◆ HOW TO COMPLETE THIS TASK ◆
Please return the full text below on early life stress in children, unchanged, line for line.
*** Opening PROVIDED PASSAGE ***
Early Life Stress Effects on Children’s Biology, Behavior, and Health: Evidence, Mediators, Moderators, and Solutions
Early Life Stress Effects on Children’s Biology, Behavior, and Health: Evidence, Mediators, Moderators, and Solutions

Early Life Stress Effects on Children’s Biology, Behavior, and Health: Evidence, Mediators, Moderators, and Solutions

Annu Rev Psychol. 2025 Sep 30. doi: 10.1146/annurev-psych-072225-121053. Online ahead of print.

ABSTRACT

This review synthesizes and critiques research on early life adversity and stress effects on multidomain health outcomes in child samples to fill a gap in the literature that has largely focused on adults. Prioritizing evidence from meta-analytic and systematic reviews as well as findings from (quasi-)experimental or large prospective longitudinal studies, we integrate interdisciplinary findings to characterize patterns of evidence for stress associations with child outcomes, including mental, physical, and positive health; academic, social, and justice system-related domains; and intermediary phenotypes that may predict disease, including biomarkers. We note cohesive evidence for sensitive periods of susceptibility to stress exposure and describe key mediators and moderators of stress effects, especially family-level factors. Then we highlight interventions targeting malleable factors that hold promise for ameliorating the effects of stress on children. Leveraging a developmental lens, we conclude with field-wide limitations and propose future directions for stress and health research that centers child development.
*** Closing PROVIDED PASSAGE ***
*** Opening DATA ***
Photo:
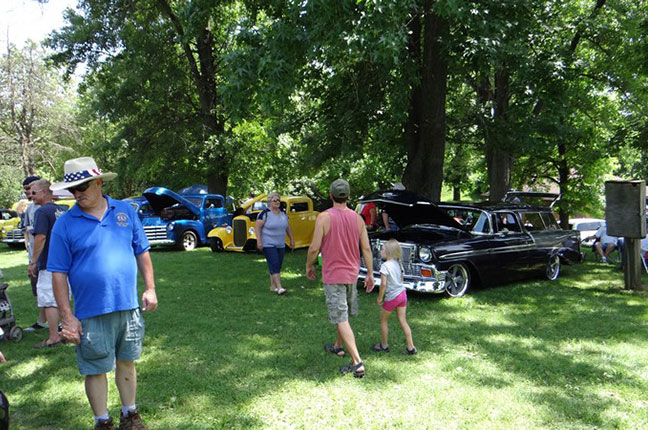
*** Closing DATA ***
◆ EXERCISE RESPONSE ◆
Early Life Stress Effects on Children’s Biology, Behavior, and Health: Evidence, Mediators, Moderators, and Solutions
Early Life Stress Effects on Children’s Biology, Behavior, and Health: Evidence, Mediators, Moderators, and Solutions

Early Life Stress Effects on Children’s Biology, Behavior, and Health: Evidence, Mediators, Moderators, and Solutions

Annu Rev Psychol. 2025 Sep 30. doi: 10.1146/annurev-psych-072225-121053. Online ahead of print.

ABSTRACT

This review synthesizes and critiques research on early life adversity and stress effects on multidomain health outcomes in child samples to fill a gap in the literature that has largely focused on adults. Prioritizing evidence from meta-analytic and systematic reviews as well as findings from (quasi-)experimental or large prospective longitudinal studies, we integrate interdisciplinary findings to characterize patterns of evidence for stress associations with child outcomes, including mental, physical, and positive health; academic, social, and justice system-related domains; and intermediary phenotypes that may predict disease, including biomarkers. We note cohesive evidence for sensitive periods of susceptibility to stress exposure and describe key mediators and moderators of stress effects, especially family-level factors. Then we highlight interventions targeting malleable factors that hold promise for ameliorating the effects of stress on children. Leveraging a developmental lens, we conclude with field-wide limitations and propose future directions for stress and health research that centers child development.